Prompt A:
From the baked potato recipe, write out the part that opens with the words containing "The balance of" and closes with "without planning it.".

Given text:
I’ve made loaded baked potatoes more times than I can count. Some nights I prepare them as a full meal, and other times they show up on the table as a cozy side dish.
I love how customizable they are, but the classic version — sour cream, cheddar, bacon, green onions, butter — always wins.
This recipe gives you potatoes with crisp skin, soft insides, and toppings that melt right down into the warm potato. It’s the traditional version everyone knows, done with a little extra care so the flavor really pops.

Why This Recipe Never Fails
A good loaded baked potato is all about texture. The skin needs to be crisp enough to hold its shape, but the center should be soft and almost cloud-like. The toppings melt into the potato and turn it into something far more comforting than the ingredients alone would suggest.
The balance of temperature and toppings is key. The potato must be steaming hot when you split it open so the butter melts instantly. The sour cream cools it just slightly, the cheddar softens around the edges, and the bacon adds the crunch that ties everything together.
It’s simple food, but when done well, it feels like something special.
The First Loaded Potato I Ever Made
My first loaded baked potato was a complete accident. I had baked an extra potato from dinner and didn’t know what to do with it. I split it open, added a bit of butter, then thought, Well, I do have some cheddar… and sprinkled it on top. Then I remembered bacon bits from a salad I made earlier that week. Before I knew it, I had recreated the classic version without planning it.
That first bite changed everything. I realized how satisfying a simple baked potato could be if you treat it like a full dish instead of an afterthought. Since then, I’ve perfected the small details — baking temperature, topping ratios, salt balance — until the recipe became foolproof.
Now, when I want comfort food without complications, this is exactly what I make.
Ingredients
Serves 4
For the Potatoes
- 4 large russet potatoes
- 2 tablespoons olive oil
- 1 teaspoon salt
Toppings
- 4 tablespoons butter
- 1 cup shredded cheddar cheese
- ½ cup sour cream
- ½ cup cooked bacon bits
- ¼ cup sliced green onions
- Salt and pepper to taste
Prep the Potatoes
Scrub the potatoes well and pat them dry. A clean, dry surface helps the skin crisp in the oven. Rub each potato with a little olive oil and sprinkle with salt.

Records provided:
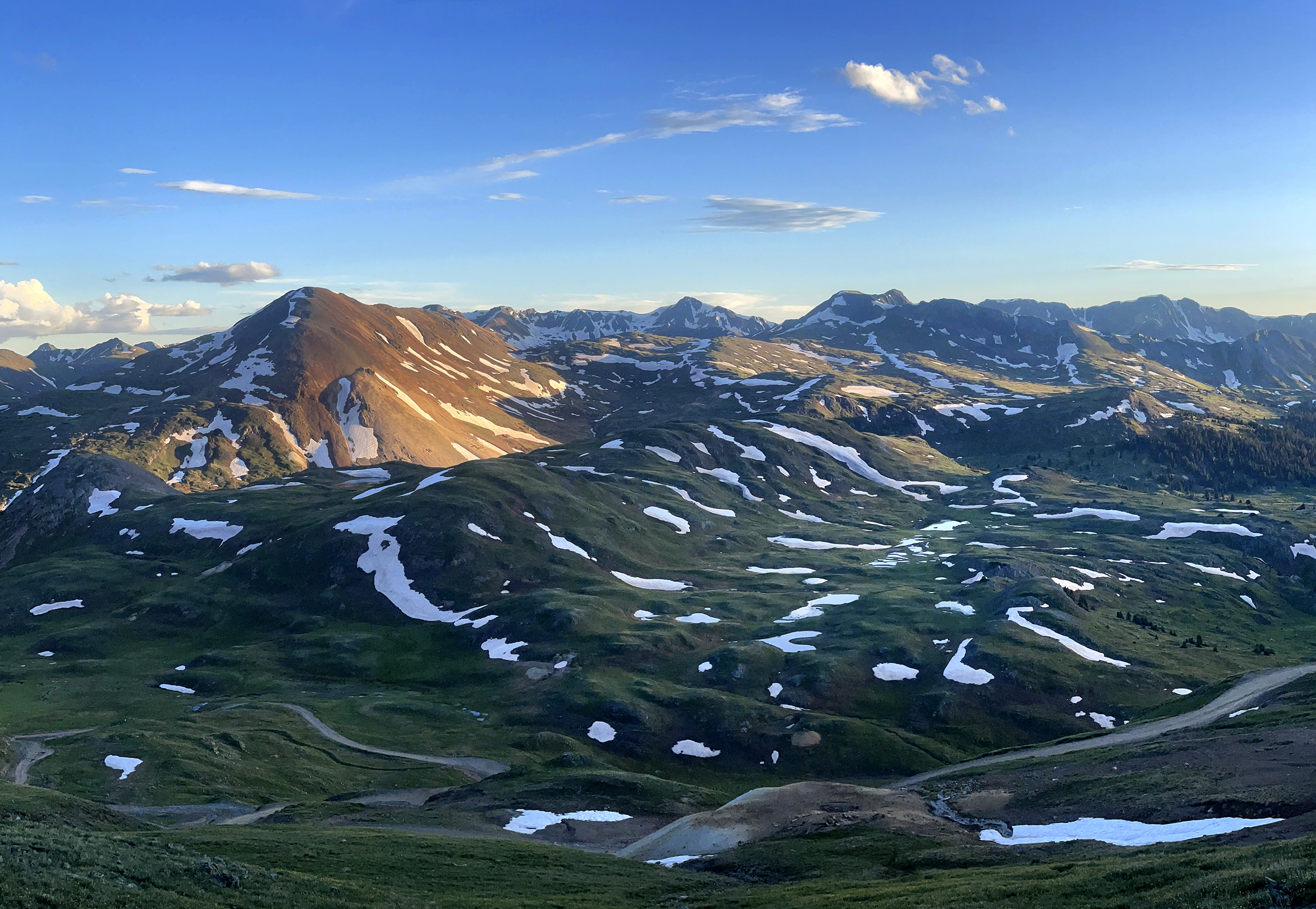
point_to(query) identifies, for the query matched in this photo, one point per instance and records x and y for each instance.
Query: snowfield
(962, 674)
(1016, 616)
(1122, 833)
(1177, 530)
(1104, 514)
(651, 582)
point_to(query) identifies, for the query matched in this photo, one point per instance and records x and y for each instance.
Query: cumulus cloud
(989, 106)
(231, 190)
(777, 111)
(1148, 265)
(909, 90)
(219, 273)
(27, 310)
(919, 90)
(774, 215)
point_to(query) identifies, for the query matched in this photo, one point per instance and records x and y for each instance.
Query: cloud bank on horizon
(948, 153)
(27, 310)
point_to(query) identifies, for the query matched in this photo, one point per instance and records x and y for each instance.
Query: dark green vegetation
(295, 866)
(1239, 459)
(924, 476)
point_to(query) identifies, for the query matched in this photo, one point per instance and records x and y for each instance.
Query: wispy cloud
(918, 90)
(231, 190)
(27, 310)
(41, 61)
(989, 106)
(219, 273)
(1148, 265)
(774, 215)
(122, 206)
(778, 111)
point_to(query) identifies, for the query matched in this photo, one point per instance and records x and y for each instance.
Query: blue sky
(759, 154)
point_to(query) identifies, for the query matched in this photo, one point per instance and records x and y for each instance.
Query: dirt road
(1249, 689)
(478, 768)
(32, 749)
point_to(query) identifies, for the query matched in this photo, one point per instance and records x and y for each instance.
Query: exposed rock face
(319, 379)
(686, 318)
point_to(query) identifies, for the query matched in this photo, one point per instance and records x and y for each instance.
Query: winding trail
(477, 768)
(32, 747)
(1249, 689)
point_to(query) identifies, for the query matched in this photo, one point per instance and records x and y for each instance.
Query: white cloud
(1146, 265)
(893, 86)
(912, 90)
(231, 190)
(989, 106)
(949, 70)
(219, 273)
(778, 111)
(781, 111)
(27, 310)
(774, 215)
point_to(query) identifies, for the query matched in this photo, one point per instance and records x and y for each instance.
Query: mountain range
(640, 566)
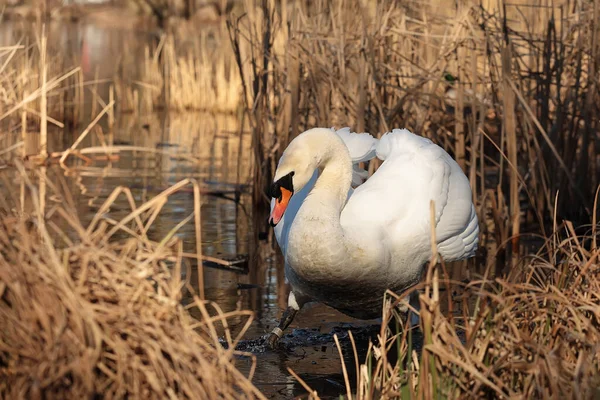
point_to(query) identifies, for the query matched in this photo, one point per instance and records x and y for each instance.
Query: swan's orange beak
(280, 205)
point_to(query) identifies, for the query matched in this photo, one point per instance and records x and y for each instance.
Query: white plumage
(344, 247)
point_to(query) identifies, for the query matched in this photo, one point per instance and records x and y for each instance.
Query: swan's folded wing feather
(396, 199)
(362, 146)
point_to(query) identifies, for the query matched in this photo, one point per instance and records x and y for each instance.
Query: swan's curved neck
(316, 236)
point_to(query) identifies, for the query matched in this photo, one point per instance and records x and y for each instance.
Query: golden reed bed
(82, 316)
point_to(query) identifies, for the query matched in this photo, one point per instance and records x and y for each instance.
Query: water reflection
(215, 150)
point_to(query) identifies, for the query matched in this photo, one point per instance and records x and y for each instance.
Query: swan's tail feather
(463, 245)
(399, 140)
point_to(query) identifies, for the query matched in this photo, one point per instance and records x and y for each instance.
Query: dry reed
(534, 334)
(84, 313)
(521, 128)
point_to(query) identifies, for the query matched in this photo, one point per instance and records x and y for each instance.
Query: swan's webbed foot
(273, 339)
(286, 320)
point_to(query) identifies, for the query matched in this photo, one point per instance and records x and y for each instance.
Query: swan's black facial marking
(283, 182)
(282, 190)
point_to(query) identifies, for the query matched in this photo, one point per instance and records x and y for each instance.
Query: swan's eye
(275, 191)
(284, 182)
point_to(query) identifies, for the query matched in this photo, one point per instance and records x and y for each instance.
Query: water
(223, 148)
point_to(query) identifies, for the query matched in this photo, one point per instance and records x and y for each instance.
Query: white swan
(344, 247)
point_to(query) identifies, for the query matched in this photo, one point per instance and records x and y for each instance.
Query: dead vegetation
(516, 112)
(533, 334)
(511, 91)
(83, 314)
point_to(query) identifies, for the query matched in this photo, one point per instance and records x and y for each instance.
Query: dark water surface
(223, 148)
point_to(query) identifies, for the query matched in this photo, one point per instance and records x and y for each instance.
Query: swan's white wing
(361, 146)
(395, 201)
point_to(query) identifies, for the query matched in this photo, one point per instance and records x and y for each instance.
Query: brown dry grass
(534, 334)
(84, 314)
(527, 82)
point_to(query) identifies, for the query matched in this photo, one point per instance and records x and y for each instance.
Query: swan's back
(395, 202)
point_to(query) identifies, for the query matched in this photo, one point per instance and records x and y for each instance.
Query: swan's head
(296, 167)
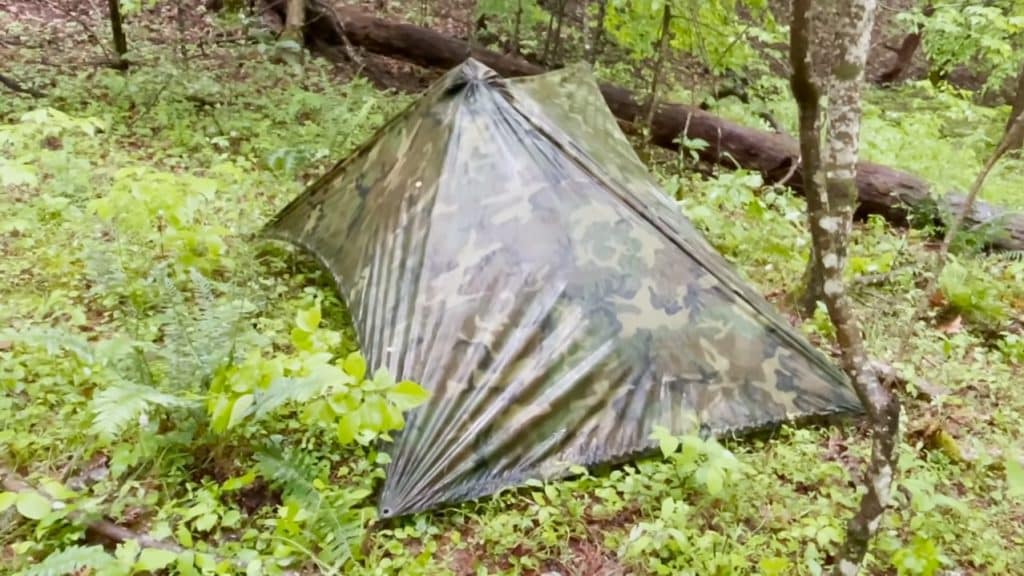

Prompt B:
Pick out every line of the records that contains the word "reed" and copy each one.

Written reply A:
The balance of temperature and toppings is key. The potato must be steaming hot when you split it open so the butter melts instantly. The sour cream cools it just slightly, the cheddar softens around the edges, and the bacon adds the crunch that ties everything together.
It’s simple food, but when done well, it feels like something special.
The First Loaded Potato I Ever Made
My first loaded baked potato was a complete accident. I had baked an extra potato from dinner and didn’t know what to do with it. I split it open, added a bit of butter, then thought, Well, I do have some cheddar… and sprinkled it on top. Then I remembered bacon bits from a salad I made earlier that week. Before I knew it, I had recreated the classic version without planning it.

Written reply B:
Query: golden reed bed
Query: dry reed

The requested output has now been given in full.